§ Instructions to follow
Change every "bounding boxes" to "box coordinates" in the lines running from the line with "Wildlife camera triggered — scan the photo above for curly" up to and including the last line below, leaving all other text unchanged. Output only those lines.

* * *

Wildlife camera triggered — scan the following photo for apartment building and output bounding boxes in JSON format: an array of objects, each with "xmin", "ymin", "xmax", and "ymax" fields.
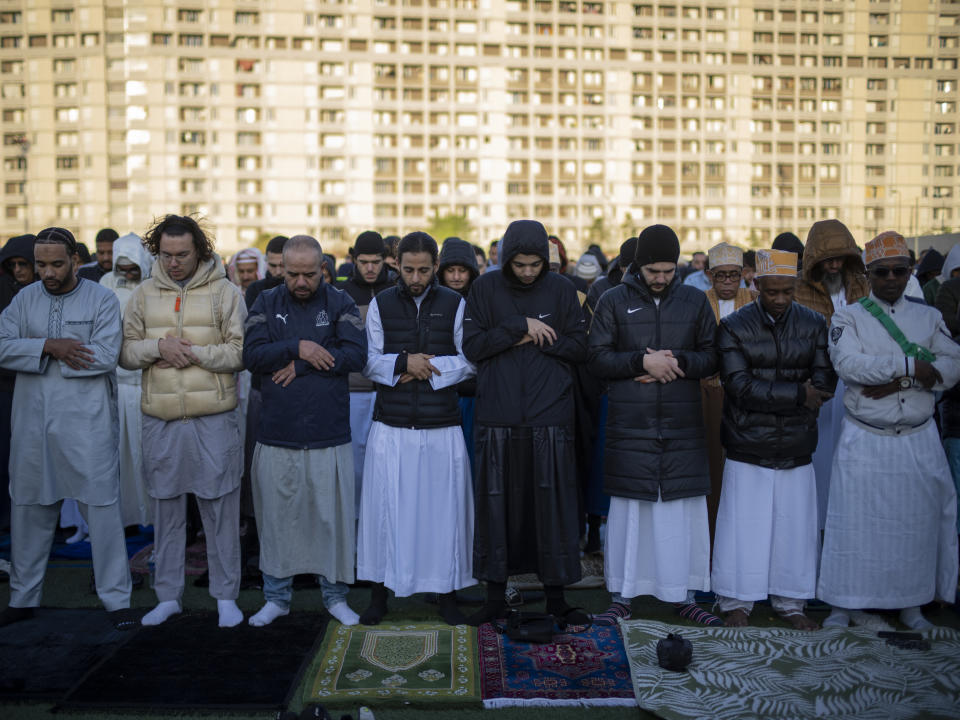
[{"xmin": 0, "ymin": 0, "xmax": 960, "ymax": 252}]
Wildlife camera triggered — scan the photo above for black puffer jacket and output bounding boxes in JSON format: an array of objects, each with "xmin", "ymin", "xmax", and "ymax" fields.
[
  {"xmin": 463, "ymin": 220, "xmax": 587, "ymax": 427},
  {"xmin": 590, "ymin": 266, "xmax": 717, "ymax": 500},
  {"xmin": 717, "ymin": 300, "xmax": 837, "ymax": 470}
]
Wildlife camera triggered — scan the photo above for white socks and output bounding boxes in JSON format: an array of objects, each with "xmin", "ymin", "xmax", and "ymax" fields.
[
  {"xmin": 327, "ymin": 601, "xmax": 360, "ymax": 625},
  {"xmin": 900, "ymin": 606, "xmax": 934, "ymax": 630},
  {"xmin": 247, "ymin": 600, "xmax": 290, "ymax": 627},
  {"xmin": 140, "ymin": 600, "xmax": 180, "ymax": 625},
  {"xmin": 217, "ymin": 600, "xmax": 243, "ymax": 627}
]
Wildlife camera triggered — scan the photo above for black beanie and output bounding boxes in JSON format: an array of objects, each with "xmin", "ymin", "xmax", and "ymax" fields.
[
  {"xmin": 267, "ymin": 235, "xmax": 288, "ymax": 255},
  {"xmin": 773, "ymin": 232, "xmax": 803, "ymax": 257},
  {"xmin": 96, "ymin": 228, "xmax": 120, "ymax": 242},
  {"xmin": 634, "ymin": 225, "xmax": 680, "ymax": 268},
  {"xmin": 353, "ymin": 230, "xmax": 387, "ymax": 257},
  {"xmin": 617, "ymin": 238, "xmax": 637, "ymax": 268}
]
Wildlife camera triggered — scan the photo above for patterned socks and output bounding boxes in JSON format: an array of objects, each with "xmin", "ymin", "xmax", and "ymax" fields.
[
  {"xmin": 673, "ymin": 602, "xmax": 723, "ymax": 625},
  {"xmin": 593, "ymin": 601, "xmax": 630, "ymax": 625},
  {"xmin": 360, "ymin": 583, "xmax": 387, "ymax": 625}
]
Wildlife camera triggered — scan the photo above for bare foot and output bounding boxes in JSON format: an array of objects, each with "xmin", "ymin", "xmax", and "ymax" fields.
[
  {"xmin": 723, "ymin": 608, "xmax": 750, "ymax": 627},
  {"xmin": 780, "ymin": 613, "xmax": 820, "ymax": 630}
]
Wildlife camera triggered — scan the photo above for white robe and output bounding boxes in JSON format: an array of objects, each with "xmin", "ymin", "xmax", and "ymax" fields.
[
  {"xmin": 817, "ymin": 419, "xmax": 957, "ymax": 609},
  {"xmin": 357, "ymin": 296, "xmax": 476, "ymax": 597},
  {"xmin": 0, "ymin": 279, "xmax": 123, "ymax": 505},
  {"xmin": 710, "ymin": 458, "xmax": 820, "ymax": 600},
  {"xmin": 603, "ymin": 495, "xmax": 710, "ymax": 602},
  {"xmin": 100, "ymin": 233, "xmax": 153, "ymax": 526}
]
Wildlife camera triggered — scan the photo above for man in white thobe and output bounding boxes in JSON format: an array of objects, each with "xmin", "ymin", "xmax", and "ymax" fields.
[
  {"xmin": 243, "ymin": 235, "xmax": 367, "ymax": 627},
  {"xmin": 817, "ymin": 231, "xmax": 960, "ymax": 630},
  {"xmin": 0, "ymin": 228, "xmax": 137, "ymax": 629},
  {"xmin": 357, "ymin": 232, "xmax": 476, "ymax": 625},
  {"xmin": 100, "ymin": 233, "xmax": 153, "ymax": 527},
  {"xmin": 710, "ymin": 250, "xmax": 837, "ymax": 630}
]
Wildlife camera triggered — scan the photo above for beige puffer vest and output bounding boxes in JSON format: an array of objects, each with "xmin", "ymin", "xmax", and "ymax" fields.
[{"xmin": 120, "ymin": 255, "xmax": 247, "ymax": 420}]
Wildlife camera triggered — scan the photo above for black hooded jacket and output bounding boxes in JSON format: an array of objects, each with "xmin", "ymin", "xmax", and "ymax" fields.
[
  {"xmin": 717, "ymin": 300, "xmax": 837, "ymax": 470},
  {"xmin": 437, "ymin": 237, "xmax": 480, "ymax": 297},
  {"xmin": 463, "ymin": 220, "xmax": 586, "ymax": 427},
  {"xmin": 0, "ymin": 235, "xmax": 37, "ymax": 392},
  {"xmin": 590, "ymin": 266, "xmax": 717, "ymax": 501}
]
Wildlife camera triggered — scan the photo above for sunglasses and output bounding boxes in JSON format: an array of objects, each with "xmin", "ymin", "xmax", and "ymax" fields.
[
  {"xmin": 713, "ymin": 271, "xmax": 740, "ymax": 282},
  {"xmin": 870, "ymin": 265, "xmax": 910, "ymax": 280}
]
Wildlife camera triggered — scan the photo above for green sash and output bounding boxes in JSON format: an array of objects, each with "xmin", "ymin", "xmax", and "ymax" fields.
[{"xmin": 857, "ymin": 297, "xmax": 937, "ymax": 362}]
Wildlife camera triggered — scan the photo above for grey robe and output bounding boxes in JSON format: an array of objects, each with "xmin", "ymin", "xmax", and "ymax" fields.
[{"xmin": 0, "ymin": 279, "xmax": 123, "ymax": 505}]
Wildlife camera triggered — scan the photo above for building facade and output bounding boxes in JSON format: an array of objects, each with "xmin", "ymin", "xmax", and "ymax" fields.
[{"xmin": 0, "ymin": 0, "xmax": 960, "ymax": 252}]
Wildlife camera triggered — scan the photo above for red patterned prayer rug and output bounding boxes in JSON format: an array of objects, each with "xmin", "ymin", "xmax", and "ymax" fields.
[{"xmin": 478, "ymin": 624, "xmax": 636, "ymax": 708}]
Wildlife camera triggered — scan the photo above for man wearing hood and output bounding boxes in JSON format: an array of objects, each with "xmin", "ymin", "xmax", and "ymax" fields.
[
  {"xmin": 120, "ymin": 215, "xmax": 247, "ymax": 627},
  {"xmin": 0, "ymin": 227, "xmax": 136, "ymax": 629},
  {"xmin": 100, "ymin": 233, "xmax": 153, "ymax": 527},
  {"xmin": 0, "ymin": 235, "xmax": 37, "ymax": 531},
  {"xmin": 437, "ymin": 237, "xmax": 480, "ymax": 469},
  {"xmin": 337, "ymin": 230, "xmax": 397, "ymax": 513},
  {"xmin": 794, "ymin": 220, "xmax": 870, "ymax": 530},
  {"xmin": 357, "ymin": 232, "xmax": 476, "ymax": 625},
  {"xmin": 463, "ymin": 220, "xmax": 587, "ymax": 625},
  {"xmin": 590, "ymin": 225, "xmax": 722, "ymax": 625},
  {"xmin": 243, "ymin": 235, "xmax": 367, "ymax": 627},
  {"xmin": 817, "ymin": 231, "xmax": 960, "ymax": 630}
]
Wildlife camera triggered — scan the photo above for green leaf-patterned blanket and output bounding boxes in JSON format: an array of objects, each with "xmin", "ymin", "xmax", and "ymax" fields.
[{"xmin": 621, "ymin": 620, "xmax": 960, "ymax": 720}]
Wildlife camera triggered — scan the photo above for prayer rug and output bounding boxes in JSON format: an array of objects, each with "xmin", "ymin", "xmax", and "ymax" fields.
[
  {"xmin": 621, "ymin": 620, "xmax": 960, "ymax": 720},
  {"xmin": 479, "ymin": 623, "xmax": 637, "ymax": 708},
  {"xmin": 304, "ymin": 622, "xmax": 480, "ymax": 707},
  {"xmin": 57, "ymin": 612, "xmax": 328, "ymax": 714},
  {"xmin": 0, "ymin": 608, "xmax": 129, "ymax": 701}
]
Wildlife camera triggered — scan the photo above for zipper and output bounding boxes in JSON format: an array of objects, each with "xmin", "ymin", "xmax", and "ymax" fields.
[{"xmin": 644, "ymin": 299, "xmax": 663, "ymax": 442}]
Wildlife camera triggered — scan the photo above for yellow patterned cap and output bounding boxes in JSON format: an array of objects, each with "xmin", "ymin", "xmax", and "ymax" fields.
[
  {"xmin": 757, "ymin": 250, "xmax": 797, "ymax": 277},
  {"xmin": 863, "ymin": 230, "xmax": 910, "ymax": 265},
  {"xmin": 707, "ymin": 243, "xmax": 743, "ymax": 268}
]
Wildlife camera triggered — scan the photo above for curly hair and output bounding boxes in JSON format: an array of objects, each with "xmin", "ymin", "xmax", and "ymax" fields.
[{"xmin": 143, "ymin": 214, "xmax": 213, "ymax": 262}]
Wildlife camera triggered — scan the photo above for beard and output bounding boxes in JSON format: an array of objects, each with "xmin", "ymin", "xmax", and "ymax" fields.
[{"xmin": 823, "ymin": 273, "xmax": 843, "ymax": 295}]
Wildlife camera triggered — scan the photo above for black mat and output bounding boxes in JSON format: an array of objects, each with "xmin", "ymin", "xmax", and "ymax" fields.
[
  {"xmin": 57, "ymin": 612, "xmax": 329, "ymax": 712},
  {"xmin": 0, "ymin": 608, "xmax": 129, "ymax": 700}
]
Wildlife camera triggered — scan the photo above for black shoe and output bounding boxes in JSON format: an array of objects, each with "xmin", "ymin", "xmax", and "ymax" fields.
[{"xmin": 0, "ymin": 605, "xmax": 33, "ymax": 627}]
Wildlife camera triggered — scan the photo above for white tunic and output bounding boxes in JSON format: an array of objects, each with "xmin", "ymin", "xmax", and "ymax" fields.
[
  {"xmin": 357, "ymin": 296, "xmax": 476, "ymax": 597},
  {"xmin": 710, "ymin": 458, "xmax": 820, "ymax": 600},
  {"xmin": 603, "ymin": 495, "xmax": 710, "ymax": 602},
  {"xmin": 817, "ymin": 294, "xmax": 960, "ymax": 608},
  {"xmin": 0, "ymin": 279, "xmax": 122, "ymax": 505}
]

* * *

§ Solution to the exercise
Wildlife camera triggered — scan the photo above for curly hair and output box coordinates in JSON format: an array of objects, each with "xmin", "ymin", "xmax", and "ymax" fields.
[{"xmin": 143, "ymin": 214, "xmax": 213, "ymax": 262}]
Wildlife camera triggered — scan the photo above for beard and output box coordinates in JSON format: an array of objects, each with "xmin", "ymin", "xmax", and "ymax" fields.
[{"xmin": 823, "ymin": 273, "xmax": 843, "ymax": 295}]
Wildlife camera triggered — scan the photo above for black mat and output box coordinates in JSON format: an array of objects, each with "xmin", "ymin", "xmax", and "ymax" fields.
[
  {"xmin": 57, "ymin": 612, "xmax": 329, "ymax": 712},
  {"xmin": 0, "ymin": 608, "xmax": 129, "ymax": 700}
]
Wildlife camera triggered — scan the photo above for black shoe and output box coordinates in JSON format: an array of objects, each with "xmin", "ymin", "xmax", and "ymax" fields.
[{"xmin": 0, "ymin": 605, "xmax": 33, "ymax": 627}]
Wildlife camera triggered — scan the photo above for white tunic and output box coordinates in JSON format: an array of objects, each with "xmin", "ymin", "xmax", and "ymax" fields.
[
  {"xmin": 357, "ymin": 296, "xmax": 476, "ymax": 597},
  {"xmin": 710, "ymin": 458, "xmax": 820, "ymax": 600},
  {"xmin": 603, "ymin": 495, "xmax": 710, "ymax": 602},
  {"xmin": 817, "ymin": 294, "xmax": 960, "ymax": 608},
  {"xmin": 0, "ymin": 279, "xmax": 122, "ymax": 505}
]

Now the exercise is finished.